◆ Supplied text:
Name: Model 675 Arbitrary Waveform Generator
Brand: Berkeley Nucleonics

1Overview

The Berkeley Nucleonics Model 675 is a simple-to-use arbitrary waveform generator that runs on Windows 10 through an intuitive proprietary GUI. The interface can be driven from the integrated touchscreen or remotely over a standard Ethernet connection, so the instrument fits the bench and the automated test rack equally well.

The Model 675 pairs a 1.2 GS/s sample rate with 16-bit vertical resolution and offers 2, 4, or 8 analog channels delivering up to 12 Vp-p into a 50 ohm load. A 32-channel digital output option is available, with each digital line running up to 1.2 Gb/s in LVDS format. Rise and fall times under 2 ns keep signal integrity high across the operating range.

Digital output, combined and synchronized with the analog signals, makes the Model 675 an effective diagnostic tool for digital designs. The instrument can produce waveforms up to 1024 Mpoints per channel, combined with up to 16,384 sequence entries and up to 4,294,967,294 repetitions, which suits it to the most demanding technical applications.

Model 675 front panel with eight channel BNC outputs, touchscreen, and control keypad — Model 675 front panel: touchscreen display, navigation wheel, numeric keypad, and per-channel BNC outputs with marker outputs and trigger input.

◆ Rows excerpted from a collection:
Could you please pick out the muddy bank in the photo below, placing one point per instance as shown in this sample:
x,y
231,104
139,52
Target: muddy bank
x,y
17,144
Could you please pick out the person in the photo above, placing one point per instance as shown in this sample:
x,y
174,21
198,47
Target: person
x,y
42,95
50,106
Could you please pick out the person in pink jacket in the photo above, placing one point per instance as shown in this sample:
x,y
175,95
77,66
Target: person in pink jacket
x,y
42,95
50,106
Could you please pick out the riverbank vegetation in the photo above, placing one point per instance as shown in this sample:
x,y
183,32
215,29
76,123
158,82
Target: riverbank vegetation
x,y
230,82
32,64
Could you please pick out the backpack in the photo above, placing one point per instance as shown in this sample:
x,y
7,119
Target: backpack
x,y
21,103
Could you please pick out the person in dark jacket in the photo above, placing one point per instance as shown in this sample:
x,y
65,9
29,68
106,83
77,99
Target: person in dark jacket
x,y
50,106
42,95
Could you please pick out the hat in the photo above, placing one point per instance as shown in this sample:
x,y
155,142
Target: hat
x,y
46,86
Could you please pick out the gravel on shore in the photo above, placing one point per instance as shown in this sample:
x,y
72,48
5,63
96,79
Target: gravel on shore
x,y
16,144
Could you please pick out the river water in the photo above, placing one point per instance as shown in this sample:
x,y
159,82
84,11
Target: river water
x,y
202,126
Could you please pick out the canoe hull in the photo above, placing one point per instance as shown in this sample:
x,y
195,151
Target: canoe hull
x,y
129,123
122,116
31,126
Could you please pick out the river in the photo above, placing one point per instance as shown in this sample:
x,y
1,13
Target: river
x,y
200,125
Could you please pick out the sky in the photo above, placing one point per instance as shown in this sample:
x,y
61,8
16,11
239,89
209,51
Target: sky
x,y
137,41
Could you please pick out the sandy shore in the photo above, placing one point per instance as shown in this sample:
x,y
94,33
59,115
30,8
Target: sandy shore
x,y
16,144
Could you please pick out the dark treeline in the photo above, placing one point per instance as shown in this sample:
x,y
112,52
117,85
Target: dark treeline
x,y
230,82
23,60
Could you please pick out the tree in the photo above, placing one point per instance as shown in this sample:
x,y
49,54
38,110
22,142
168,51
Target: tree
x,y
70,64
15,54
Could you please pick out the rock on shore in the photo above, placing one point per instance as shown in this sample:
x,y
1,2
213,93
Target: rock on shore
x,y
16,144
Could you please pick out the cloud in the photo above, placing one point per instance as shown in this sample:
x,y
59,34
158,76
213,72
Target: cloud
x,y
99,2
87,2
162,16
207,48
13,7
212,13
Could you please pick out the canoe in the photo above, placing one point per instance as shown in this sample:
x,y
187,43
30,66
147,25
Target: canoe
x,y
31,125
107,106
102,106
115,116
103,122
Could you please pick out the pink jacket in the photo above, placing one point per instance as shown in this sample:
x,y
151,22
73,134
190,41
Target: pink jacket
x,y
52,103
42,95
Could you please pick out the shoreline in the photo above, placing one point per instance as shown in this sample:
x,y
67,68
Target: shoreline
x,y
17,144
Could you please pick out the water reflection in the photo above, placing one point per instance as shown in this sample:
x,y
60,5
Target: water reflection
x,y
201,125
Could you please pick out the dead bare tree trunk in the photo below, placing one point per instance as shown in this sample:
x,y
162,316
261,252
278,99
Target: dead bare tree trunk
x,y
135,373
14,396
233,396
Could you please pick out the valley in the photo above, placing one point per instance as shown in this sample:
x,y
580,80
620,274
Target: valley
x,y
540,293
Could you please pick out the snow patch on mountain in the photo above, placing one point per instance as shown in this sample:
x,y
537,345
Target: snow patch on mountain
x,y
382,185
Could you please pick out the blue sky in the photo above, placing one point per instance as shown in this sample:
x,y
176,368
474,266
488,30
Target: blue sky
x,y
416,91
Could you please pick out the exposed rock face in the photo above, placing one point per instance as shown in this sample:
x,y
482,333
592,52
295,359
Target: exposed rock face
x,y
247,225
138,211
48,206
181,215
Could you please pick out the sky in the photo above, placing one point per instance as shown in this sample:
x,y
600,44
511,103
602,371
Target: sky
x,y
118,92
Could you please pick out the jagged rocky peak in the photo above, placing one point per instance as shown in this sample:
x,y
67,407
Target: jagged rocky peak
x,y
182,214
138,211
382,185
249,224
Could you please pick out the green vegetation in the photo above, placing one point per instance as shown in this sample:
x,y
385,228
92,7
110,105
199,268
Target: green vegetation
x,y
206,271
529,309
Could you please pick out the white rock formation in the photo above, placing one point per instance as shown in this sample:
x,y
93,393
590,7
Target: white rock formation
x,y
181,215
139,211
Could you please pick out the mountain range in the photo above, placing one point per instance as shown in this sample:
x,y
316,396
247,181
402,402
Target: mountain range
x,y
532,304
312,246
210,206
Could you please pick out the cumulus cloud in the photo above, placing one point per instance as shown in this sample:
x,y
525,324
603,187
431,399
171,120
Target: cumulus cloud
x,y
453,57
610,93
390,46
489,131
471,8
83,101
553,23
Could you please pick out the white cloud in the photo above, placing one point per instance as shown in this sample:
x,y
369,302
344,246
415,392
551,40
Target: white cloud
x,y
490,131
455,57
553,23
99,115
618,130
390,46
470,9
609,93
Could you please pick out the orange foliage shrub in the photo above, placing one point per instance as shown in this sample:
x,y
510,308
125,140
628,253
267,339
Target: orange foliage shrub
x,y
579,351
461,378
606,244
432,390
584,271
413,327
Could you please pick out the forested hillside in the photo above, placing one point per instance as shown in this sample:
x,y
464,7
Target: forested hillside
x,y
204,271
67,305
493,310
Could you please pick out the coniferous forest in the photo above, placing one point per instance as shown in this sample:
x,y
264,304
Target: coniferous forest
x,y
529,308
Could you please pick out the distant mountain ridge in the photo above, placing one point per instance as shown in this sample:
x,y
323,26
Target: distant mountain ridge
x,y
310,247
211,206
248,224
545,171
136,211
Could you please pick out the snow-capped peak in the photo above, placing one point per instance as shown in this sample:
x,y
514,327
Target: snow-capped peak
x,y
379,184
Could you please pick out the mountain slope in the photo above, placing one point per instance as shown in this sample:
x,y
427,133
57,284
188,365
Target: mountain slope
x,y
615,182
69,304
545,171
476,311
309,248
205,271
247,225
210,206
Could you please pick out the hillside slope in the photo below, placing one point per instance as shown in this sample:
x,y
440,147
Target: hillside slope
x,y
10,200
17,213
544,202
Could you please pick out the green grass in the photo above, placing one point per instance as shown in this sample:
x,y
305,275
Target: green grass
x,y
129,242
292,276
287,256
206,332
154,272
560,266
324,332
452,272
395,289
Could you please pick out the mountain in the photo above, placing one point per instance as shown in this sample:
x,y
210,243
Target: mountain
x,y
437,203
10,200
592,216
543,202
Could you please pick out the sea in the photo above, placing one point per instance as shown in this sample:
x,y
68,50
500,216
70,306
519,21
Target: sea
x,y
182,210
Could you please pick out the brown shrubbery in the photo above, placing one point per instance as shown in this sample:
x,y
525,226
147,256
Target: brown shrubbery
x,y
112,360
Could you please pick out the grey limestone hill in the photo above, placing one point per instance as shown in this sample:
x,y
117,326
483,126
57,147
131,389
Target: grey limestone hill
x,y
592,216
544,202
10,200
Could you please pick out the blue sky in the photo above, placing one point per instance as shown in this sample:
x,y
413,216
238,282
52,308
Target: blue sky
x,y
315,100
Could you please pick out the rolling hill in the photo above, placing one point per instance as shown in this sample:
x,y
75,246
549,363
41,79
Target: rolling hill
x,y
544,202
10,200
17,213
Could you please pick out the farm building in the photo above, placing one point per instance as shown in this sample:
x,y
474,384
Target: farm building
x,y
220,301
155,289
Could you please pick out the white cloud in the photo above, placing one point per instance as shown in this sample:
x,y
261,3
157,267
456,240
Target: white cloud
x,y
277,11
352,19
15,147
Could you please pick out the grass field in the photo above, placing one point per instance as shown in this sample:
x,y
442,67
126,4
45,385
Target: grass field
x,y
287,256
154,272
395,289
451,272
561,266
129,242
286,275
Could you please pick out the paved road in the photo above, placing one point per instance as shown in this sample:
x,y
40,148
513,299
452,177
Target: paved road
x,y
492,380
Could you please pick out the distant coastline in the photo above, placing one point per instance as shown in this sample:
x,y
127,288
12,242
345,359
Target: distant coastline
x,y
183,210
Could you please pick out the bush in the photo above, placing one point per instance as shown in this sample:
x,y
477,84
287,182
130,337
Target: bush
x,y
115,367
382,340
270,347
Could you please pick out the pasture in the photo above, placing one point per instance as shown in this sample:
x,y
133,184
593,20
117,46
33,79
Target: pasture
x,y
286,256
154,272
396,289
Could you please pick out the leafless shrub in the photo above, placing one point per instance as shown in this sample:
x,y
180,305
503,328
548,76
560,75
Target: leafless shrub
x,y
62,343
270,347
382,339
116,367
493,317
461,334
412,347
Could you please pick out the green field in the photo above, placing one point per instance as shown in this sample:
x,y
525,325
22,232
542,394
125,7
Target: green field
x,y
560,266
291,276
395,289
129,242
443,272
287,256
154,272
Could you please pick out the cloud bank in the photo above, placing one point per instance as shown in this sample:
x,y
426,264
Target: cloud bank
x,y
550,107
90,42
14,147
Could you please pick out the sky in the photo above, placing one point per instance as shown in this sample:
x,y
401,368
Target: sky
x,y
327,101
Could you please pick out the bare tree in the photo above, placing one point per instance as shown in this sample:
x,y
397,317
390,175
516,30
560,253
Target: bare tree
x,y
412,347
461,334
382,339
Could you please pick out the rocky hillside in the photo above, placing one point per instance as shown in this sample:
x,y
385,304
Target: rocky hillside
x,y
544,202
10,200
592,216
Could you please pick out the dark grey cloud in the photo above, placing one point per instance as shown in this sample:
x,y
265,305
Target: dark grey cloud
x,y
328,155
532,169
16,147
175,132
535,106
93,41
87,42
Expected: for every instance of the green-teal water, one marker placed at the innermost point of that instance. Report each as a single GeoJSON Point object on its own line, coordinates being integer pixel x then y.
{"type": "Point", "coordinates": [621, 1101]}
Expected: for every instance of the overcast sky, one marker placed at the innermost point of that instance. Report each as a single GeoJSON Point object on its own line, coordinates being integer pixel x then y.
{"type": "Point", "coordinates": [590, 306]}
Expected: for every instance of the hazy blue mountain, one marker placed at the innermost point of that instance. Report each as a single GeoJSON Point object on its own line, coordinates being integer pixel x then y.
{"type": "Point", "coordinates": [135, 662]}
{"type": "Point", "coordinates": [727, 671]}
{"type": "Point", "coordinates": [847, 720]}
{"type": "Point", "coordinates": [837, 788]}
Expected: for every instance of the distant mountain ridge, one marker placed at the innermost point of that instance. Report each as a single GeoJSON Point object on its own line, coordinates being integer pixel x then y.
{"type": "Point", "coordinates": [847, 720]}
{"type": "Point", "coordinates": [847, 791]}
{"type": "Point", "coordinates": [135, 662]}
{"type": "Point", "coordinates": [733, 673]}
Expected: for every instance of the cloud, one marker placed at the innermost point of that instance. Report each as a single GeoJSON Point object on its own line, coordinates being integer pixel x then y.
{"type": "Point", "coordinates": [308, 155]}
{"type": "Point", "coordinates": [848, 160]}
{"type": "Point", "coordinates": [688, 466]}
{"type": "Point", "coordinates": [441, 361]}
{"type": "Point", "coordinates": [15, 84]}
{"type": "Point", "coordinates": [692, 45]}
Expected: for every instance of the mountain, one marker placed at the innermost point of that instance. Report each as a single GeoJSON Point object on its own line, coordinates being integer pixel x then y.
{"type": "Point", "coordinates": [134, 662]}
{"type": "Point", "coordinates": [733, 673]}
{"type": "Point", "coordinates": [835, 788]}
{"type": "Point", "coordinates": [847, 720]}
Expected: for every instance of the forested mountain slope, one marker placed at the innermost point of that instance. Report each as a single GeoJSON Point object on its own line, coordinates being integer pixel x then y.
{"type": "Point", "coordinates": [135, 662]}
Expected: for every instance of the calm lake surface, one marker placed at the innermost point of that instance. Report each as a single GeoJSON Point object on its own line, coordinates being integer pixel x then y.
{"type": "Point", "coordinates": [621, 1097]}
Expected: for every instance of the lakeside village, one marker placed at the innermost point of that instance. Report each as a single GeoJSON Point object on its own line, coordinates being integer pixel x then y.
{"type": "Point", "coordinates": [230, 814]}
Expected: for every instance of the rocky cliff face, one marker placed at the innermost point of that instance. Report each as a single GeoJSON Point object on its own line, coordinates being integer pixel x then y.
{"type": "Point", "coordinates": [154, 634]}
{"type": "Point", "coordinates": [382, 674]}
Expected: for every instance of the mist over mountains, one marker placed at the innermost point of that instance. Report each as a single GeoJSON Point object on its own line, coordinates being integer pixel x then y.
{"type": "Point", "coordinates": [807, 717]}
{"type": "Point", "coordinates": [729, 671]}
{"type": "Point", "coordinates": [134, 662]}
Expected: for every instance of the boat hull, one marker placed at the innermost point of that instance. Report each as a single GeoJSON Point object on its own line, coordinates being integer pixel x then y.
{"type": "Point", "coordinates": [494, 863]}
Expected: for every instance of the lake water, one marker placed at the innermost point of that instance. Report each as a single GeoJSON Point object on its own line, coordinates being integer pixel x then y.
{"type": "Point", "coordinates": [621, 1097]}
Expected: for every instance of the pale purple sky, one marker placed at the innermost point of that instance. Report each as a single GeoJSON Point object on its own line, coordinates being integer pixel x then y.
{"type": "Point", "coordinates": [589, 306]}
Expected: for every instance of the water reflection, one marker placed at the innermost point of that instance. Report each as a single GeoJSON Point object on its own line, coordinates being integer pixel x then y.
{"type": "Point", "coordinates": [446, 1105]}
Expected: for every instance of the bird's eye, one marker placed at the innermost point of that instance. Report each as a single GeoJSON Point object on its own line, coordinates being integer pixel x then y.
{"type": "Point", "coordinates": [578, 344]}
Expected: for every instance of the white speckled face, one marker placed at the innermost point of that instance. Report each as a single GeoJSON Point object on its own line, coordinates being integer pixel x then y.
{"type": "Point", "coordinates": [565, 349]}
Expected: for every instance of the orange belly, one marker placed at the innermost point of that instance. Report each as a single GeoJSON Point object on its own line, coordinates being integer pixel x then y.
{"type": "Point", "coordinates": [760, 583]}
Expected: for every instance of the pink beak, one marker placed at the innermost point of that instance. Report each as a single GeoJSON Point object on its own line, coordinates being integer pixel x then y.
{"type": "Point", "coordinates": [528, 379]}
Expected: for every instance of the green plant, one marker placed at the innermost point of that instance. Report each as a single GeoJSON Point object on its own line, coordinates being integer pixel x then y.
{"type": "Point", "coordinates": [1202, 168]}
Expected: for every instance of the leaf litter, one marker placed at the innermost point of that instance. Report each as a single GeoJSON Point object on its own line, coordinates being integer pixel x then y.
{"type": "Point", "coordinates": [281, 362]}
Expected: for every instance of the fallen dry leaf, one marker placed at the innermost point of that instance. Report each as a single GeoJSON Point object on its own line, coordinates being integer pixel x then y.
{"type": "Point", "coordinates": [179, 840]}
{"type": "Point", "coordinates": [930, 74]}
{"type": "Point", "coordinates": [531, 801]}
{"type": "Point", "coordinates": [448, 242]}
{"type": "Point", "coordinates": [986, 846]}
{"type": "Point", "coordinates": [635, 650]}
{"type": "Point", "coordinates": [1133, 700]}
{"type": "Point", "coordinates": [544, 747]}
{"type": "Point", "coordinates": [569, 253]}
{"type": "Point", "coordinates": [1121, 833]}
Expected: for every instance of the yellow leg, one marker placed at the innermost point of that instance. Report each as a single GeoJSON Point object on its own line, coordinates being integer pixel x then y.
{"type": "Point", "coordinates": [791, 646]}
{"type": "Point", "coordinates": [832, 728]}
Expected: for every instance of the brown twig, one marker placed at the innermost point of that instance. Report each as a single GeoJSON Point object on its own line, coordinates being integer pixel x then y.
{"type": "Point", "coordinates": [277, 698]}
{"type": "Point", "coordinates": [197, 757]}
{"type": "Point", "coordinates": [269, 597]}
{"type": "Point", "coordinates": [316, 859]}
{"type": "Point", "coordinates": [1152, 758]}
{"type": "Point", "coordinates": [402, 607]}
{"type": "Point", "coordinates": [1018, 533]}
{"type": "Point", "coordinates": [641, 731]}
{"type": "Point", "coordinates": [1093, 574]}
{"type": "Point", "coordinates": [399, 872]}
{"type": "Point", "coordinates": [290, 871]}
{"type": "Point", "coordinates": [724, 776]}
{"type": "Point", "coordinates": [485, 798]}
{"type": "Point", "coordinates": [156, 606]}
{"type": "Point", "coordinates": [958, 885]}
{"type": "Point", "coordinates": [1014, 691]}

◆ The problem:
Using the Model 675 product description, transcribe the passage between "The Model 675 pairs" and "demanding technical applications.", inclusive.

◆ Solution to this task:
The Model 675 pairs a 1.2 GS/s sample rate with 16-bit vertical resolution and offers 2, 4, or 8 analog channels delivering up to 12 Vp-p into a 50 ohm load. A 32-channel digital output option is available, with each digital line running up to 1.2 Gb/s in LVDS format. Rise and fall times under 2 ns keep signal integrity high across the operating range.

Digital output, combined and synchronized with the analog signals, makes the Model 675 an effective diagnostic tool for digital designs. The instrument can produce waveforms up to 1024 Mpoints per channel, combined with up to 16,384 sequence entries and up to 4,294,967,294 repetitions, which suits it to the most demanding technical applications.